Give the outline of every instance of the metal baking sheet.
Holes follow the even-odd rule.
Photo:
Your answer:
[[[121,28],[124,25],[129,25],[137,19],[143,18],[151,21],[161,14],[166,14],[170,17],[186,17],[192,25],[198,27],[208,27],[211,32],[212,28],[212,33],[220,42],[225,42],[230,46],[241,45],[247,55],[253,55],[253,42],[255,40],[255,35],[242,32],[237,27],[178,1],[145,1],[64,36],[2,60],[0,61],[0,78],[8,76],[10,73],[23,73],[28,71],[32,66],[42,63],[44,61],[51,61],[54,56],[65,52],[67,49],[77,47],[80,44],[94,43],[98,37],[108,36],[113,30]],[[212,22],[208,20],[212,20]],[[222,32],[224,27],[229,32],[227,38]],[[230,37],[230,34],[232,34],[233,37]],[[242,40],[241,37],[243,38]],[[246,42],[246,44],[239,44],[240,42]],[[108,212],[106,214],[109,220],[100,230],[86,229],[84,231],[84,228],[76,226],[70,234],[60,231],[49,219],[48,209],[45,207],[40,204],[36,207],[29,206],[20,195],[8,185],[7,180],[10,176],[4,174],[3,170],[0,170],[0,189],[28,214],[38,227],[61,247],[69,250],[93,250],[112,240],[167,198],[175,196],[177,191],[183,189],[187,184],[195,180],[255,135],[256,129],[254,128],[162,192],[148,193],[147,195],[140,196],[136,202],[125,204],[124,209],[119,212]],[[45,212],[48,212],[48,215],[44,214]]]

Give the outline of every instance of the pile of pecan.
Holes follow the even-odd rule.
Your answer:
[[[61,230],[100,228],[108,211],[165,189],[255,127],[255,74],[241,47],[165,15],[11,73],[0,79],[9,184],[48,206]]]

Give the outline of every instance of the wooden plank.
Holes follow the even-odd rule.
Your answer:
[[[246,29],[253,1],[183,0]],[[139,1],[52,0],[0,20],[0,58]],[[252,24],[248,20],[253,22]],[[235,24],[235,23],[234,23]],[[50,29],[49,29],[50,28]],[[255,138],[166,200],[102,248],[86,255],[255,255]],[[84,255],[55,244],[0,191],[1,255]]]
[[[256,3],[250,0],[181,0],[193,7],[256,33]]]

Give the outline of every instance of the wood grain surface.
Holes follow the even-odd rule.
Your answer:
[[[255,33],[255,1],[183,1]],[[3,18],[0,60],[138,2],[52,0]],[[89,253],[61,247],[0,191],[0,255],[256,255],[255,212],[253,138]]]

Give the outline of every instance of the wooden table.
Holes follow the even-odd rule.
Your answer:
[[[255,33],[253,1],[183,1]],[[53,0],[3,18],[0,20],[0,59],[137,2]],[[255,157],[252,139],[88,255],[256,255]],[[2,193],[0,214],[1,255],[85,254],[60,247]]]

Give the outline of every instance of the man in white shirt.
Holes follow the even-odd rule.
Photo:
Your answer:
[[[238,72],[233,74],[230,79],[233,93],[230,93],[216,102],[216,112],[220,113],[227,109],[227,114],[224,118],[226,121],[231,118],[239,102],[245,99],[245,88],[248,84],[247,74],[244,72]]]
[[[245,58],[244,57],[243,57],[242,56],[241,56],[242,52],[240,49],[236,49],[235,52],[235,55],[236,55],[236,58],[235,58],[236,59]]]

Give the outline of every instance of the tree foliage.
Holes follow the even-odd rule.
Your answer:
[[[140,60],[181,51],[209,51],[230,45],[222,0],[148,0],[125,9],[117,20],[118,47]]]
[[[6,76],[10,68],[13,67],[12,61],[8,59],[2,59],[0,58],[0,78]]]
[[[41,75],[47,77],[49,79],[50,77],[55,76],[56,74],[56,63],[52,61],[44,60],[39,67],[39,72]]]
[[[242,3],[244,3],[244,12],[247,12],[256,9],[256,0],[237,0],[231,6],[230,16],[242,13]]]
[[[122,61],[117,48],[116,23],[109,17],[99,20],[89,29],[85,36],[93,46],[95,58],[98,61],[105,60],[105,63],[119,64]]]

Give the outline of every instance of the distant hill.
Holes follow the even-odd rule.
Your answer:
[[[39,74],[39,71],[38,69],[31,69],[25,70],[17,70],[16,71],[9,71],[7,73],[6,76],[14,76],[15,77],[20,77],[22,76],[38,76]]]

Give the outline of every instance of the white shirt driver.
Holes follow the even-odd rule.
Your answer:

-=-=-

The exercise>
Find the line containing "Give the outline of every instance of the tree" in the material above. Print it and every line after it through the end, exactly and only those.

Solution for this exercise>
Give the outline of every instance of the tree foliage.
Holes follow the even-odd rule.
Your answer:
[[[140,60],[181,51],[209,51],[230,45],[222,0],[148,0],[125,9],[117,20],[118,47]]]
[[[6,76],[10,68],[13,67],[12,61],[8,59],[2,59],[0,58],[0,78]]]
[[[41,75],[47,77],[49,79],[50,77],[55,76],[56,74],[56,63],[52,61],[44,60],[39,67],[39,72]]]
[[[242,3],[244,3],[244,12],[247,12],[256,9],[256,0],[237,0],[231,6],[230,16],[242,13]]]
[[[122,61],[117,48],[116,23],[109,17],[99,20],[89,29],[85,36],[93,46],[95,58],[98,61],[105,60],[105,63],[119,64]]]

Give the outline of every instance of the distant hill.
Holes follow the even-odd rule.
Your answer:
[[[39,74],[39,71],[38,69],[31,69],[25,70],[17,70],[16,71],[9,71],[7,73],[6,76],[14,76],[15,77],[20,77],[22,76],[38,76]]]

Give the outline of every instance of the white shirt driver.
Holes follow the even-odd rule.
Your answer:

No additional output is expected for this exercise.